< murrayn>
Is there a reason -O2 is specifically enabled in configure with --enable-debug? Should this not be -Og?
< gmaxwell>
sipa: linked on your SHANI pr is an implementation where someone else noticed the throuput/latency relationship that I noticed.. they also do a 4way and it's faster (by a small amount) than 2-way.
< gmaxwell>
they get 18% speedup for 2way over 1way, and 21% for 4-way over two-way.
< gmaxwell>
I'm not sure if that difference is even worth it, though perhaps throughput might increase for later cpus.
< sipa>
interesting, i'll try that too
< gmaxwell>
Their implementation might be interesting to look at to see if they had some smarter way of dealing with register pressure.
< sipa>
another remarkable thing i noticed: the speedup of 64-specialized shani over variable length shani was close to 2x
< sipa>
far higher than the ratio observed elsewhere
< sipa>
gmaxwell: from what i can see it's just interleaving
< gmaxwell>
(presumably register churn is why their attempt at 8-way was slower 2/4 way)
< gmaxwell>
sipa: The 64-specialized saves expander work, which I guess isn't as fast with shani? or maybe it's just that shani is faster so calling overhead (which the specialized reduces) matters more?
< provoostenator>
Memory management is a pain. I have a device with 1 GB RAM, trying to squeeze as much as possible out of it during IBD. Without swap, if I set it slight too high, it crashes when dbcache gets too large. With swap, it starts using the swap, which presumably defeats the purpose. Is there any way to _have_ swap but prevent dbcache from using it?
< gmaxwell>
provoostenator: I doubt swapping is actually defeating the purpose, at least if it isn't doing it heavily.
< gmaxwell>
The data that gets swapped is infrequently used stuff first...
< sipa>
gmaxwell: SHANI has special instructions both for expansion and transform
< provoostenator>
It indeed didn't seem very slow, so maybe it's not too bad in practice then. 450 MB dbcache (with maxmempool=5) seems about the max without swap.
< sipa>
gmaxwell: 4-way seems a bit slower here, but that may be due to less than perfectly interleaved code being emitted
< provoostenator>
I have a new theory as to why my aggresive pruning IBD branch is _slower_ than master. Namely that dirty CCoinsCacheEntry read/write doesn't perform well for very large cache sizes. See See also https://github.com/bitcoin/bitcoin/pull/12404#issuecomment-395998702
< provoostenator>
(theory, still have to measure this)
< phantomcircuit>
sipa, does flushing the cache still remove everything?
< sipa>
yes
< phantomcircuit>
sipa, and there's no way to flush "upto block x" right?
< sipa>
phantomcircuit: indeed, because there may have been entries created before x, but spent after x, which wouldn't be present on disk
< sipa>
it is possible with the non-atomic flushing since 0.15 (which writes to disk a range of blocks rather than a single up-to-x point)
< sipa>
though it's pretty complicated to reason about
< phantomcircuit>
sipa, so to enable that you'd need to keep around entries that are a record of an entry being deleted?

WRITTEN PROBLEM A
In the chat log, what dbcache size does provoostenator say seems to be about the most the 1 GB device can handle without swap?

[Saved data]
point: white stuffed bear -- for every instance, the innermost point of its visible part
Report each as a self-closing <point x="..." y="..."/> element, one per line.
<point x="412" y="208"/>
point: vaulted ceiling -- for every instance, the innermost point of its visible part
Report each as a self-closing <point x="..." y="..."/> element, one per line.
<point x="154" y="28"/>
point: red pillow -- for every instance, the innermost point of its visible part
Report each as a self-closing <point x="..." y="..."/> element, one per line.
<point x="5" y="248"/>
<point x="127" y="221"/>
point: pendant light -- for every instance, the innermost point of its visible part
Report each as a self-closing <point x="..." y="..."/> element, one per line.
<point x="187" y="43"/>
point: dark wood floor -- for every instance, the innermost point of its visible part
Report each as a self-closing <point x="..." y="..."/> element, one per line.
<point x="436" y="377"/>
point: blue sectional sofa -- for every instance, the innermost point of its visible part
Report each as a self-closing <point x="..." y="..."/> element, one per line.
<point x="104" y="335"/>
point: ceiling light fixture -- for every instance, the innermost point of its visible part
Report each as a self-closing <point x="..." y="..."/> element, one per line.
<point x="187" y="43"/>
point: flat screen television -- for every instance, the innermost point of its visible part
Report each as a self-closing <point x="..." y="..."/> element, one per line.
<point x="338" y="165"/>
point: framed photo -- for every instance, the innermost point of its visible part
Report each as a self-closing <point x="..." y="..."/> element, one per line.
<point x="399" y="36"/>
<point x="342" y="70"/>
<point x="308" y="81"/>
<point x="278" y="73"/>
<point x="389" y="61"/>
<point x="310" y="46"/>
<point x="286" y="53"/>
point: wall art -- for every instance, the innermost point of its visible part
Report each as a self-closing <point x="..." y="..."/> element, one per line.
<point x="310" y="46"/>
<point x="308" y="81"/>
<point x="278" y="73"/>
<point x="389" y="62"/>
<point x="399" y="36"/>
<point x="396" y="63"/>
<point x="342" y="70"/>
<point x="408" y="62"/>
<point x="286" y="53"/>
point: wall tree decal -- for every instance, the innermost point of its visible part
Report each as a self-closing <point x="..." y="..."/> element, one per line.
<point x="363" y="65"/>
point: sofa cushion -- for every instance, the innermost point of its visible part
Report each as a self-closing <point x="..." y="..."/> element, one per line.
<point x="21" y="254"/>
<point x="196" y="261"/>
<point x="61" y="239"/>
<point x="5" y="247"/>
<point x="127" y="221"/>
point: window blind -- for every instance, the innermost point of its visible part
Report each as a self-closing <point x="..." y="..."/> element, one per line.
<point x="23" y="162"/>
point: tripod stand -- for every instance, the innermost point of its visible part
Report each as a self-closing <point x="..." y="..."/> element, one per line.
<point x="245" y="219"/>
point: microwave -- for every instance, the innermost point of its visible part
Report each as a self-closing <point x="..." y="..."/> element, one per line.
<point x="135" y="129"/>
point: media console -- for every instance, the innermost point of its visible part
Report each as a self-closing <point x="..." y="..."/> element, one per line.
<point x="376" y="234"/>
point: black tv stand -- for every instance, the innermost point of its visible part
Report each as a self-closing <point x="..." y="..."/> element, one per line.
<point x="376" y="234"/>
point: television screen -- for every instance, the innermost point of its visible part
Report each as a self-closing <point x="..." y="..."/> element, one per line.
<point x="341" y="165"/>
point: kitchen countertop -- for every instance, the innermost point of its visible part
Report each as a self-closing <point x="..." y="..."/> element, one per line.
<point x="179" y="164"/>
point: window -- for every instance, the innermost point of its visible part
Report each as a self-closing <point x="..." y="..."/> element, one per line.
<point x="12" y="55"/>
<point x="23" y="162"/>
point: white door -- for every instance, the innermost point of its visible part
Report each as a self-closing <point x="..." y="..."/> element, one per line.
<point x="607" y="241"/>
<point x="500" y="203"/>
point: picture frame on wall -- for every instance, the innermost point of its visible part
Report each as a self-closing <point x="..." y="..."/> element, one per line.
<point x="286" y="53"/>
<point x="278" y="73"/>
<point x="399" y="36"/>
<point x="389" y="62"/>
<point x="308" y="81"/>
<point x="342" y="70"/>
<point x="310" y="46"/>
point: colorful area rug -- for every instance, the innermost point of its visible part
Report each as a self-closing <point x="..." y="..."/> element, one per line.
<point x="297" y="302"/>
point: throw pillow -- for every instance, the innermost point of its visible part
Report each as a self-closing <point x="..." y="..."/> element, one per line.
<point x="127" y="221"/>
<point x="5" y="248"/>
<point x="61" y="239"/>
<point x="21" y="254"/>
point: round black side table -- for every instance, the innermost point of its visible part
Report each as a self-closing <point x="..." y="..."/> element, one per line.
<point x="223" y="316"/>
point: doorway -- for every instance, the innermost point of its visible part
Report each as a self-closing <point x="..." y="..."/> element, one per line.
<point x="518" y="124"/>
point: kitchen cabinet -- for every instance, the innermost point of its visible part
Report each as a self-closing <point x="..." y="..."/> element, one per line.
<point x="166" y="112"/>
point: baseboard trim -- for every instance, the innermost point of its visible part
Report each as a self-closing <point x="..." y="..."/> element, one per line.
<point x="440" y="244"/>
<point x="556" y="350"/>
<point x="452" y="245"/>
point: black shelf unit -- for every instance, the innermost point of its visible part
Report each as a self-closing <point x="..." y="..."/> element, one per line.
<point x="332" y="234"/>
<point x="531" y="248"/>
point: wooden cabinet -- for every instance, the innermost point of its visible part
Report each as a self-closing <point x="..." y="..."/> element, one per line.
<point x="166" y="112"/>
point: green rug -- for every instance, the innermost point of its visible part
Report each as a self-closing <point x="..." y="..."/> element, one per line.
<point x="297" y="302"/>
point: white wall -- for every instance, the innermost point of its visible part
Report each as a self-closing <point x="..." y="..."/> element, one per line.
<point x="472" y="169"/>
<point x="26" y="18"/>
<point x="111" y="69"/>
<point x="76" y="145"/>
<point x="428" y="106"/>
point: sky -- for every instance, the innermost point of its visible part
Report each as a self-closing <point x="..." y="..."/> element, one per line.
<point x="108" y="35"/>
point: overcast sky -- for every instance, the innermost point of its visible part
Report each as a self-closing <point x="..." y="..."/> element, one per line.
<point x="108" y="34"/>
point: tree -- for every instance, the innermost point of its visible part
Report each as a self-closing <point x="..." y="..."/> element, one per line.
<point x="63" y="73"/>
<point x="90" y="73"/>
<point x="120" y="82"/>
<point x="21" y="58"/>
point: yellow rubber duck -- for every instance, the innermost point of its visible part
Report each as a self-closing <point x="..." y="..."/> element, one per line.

WRITTEN PROBLEM B
Report every line of the records that contains the word "black".

TASK SOLUTION A
About 450 MB, with maxmempool=5.

TASK SOLUTION B
point: black tv stand -- for every instance, the innermost point of its visible part
point: round black side table -- for every instance, the innermost point of its visible part
point: black shelf unit -- for every instance, the innermost point of its visible part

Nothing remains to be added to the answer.